EXERCISE GOAL: Edit the data below so that each "wildlife monitoring" becomes "habitat management", with everything else left unchanged. Leave the pictures out of your version.

Records in a dataset:
════════════════
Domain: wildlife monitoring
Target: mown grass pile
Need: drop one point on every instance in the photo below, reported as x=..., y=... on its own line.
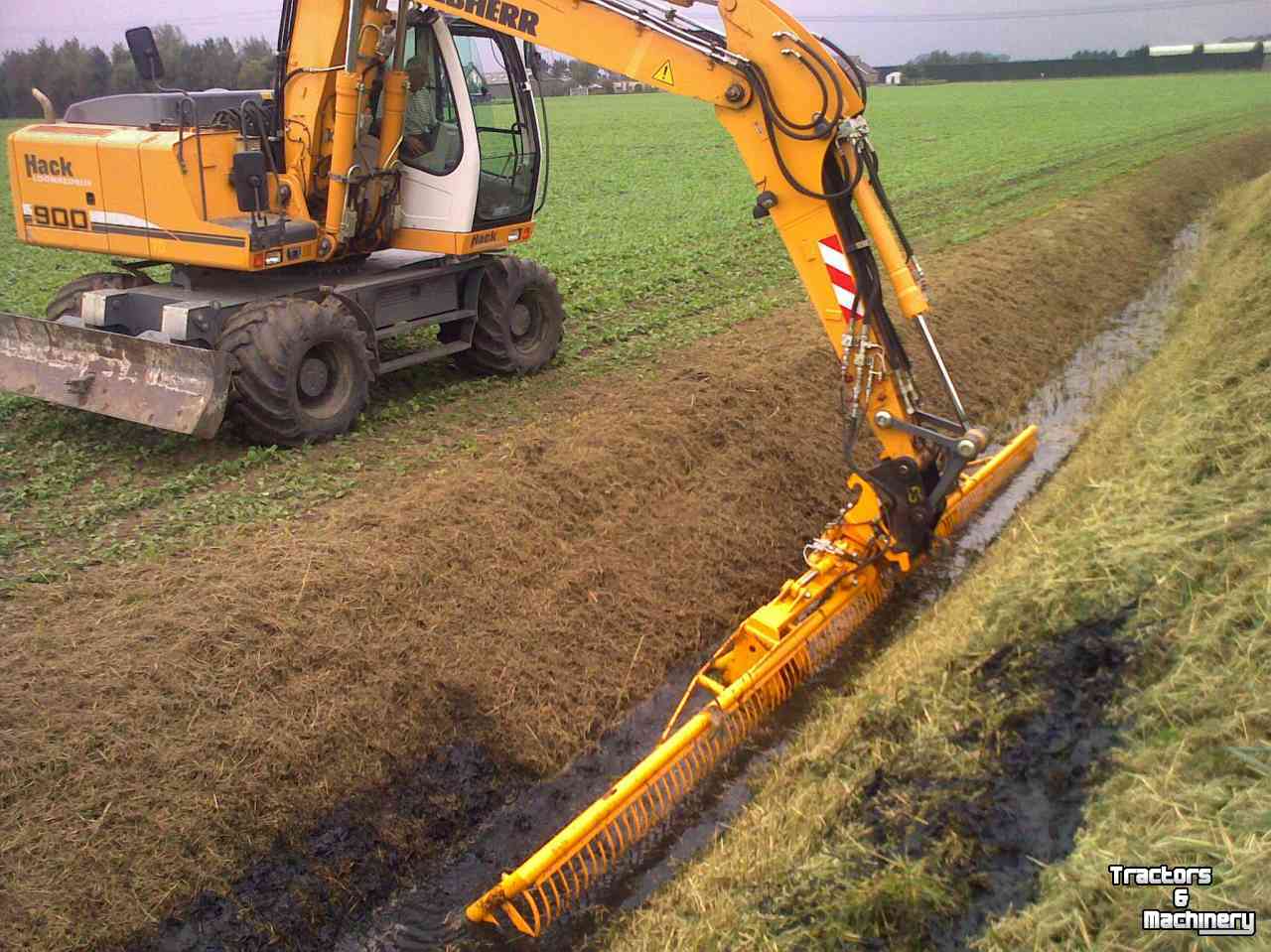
x=1138, y=585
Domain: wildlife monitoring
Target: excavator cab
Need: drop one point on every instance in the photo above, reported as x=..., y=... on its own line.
x=471, y=148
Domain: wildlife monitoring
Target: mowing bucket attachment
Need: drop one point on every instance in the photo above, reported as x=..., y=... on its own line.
x=159, y=384
x=754, y=672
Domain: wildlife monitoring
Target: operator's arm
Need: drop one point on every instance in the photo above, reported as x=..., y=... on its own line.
x=420, y=128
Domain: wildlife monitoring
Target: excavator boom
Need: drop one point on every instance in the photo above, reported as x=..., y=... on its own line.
x=794, y=108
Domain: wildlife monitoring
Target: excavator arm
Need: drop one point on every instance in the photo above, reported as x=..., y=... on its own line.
x=794, y=108
x=794, y=111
════════════════
EXERCISE RESULT:
Domain: habitat management
Target: mown grass pile
Need: drop one point on every instance in the photo below, reported as x=..., y=... on its own line.
x=1138, y=585
Domain: habitat management
Target: excavator cab
Need: drop one point on every instance in the photo above, reported as x=..., y=... on its own line.
x=471, y=148
Domain: habitat management
Target: mowing bucket attachment
Need: drop one point on every instance in the photo above, reported as x=..., y=... on its own line.
x=159, y=384
x=754, y=672
Domain: habitat management
Target: operator's arm
Need: drop one point on every instance in the photo above, reported as x=..., y=... on its own line.
x=420, y=128
Domain: habitat management
Target: excavator boom
Need: drop one point on every instance in the photo above, reported as x=..., y=... on its own line.
x=794, y=108
Domain: habitat management
Target: excavator arm
Need: drop one point on every instance in the photo above, reported as x=..., y=... on its own line.
x=794, y=108
x=794, y=111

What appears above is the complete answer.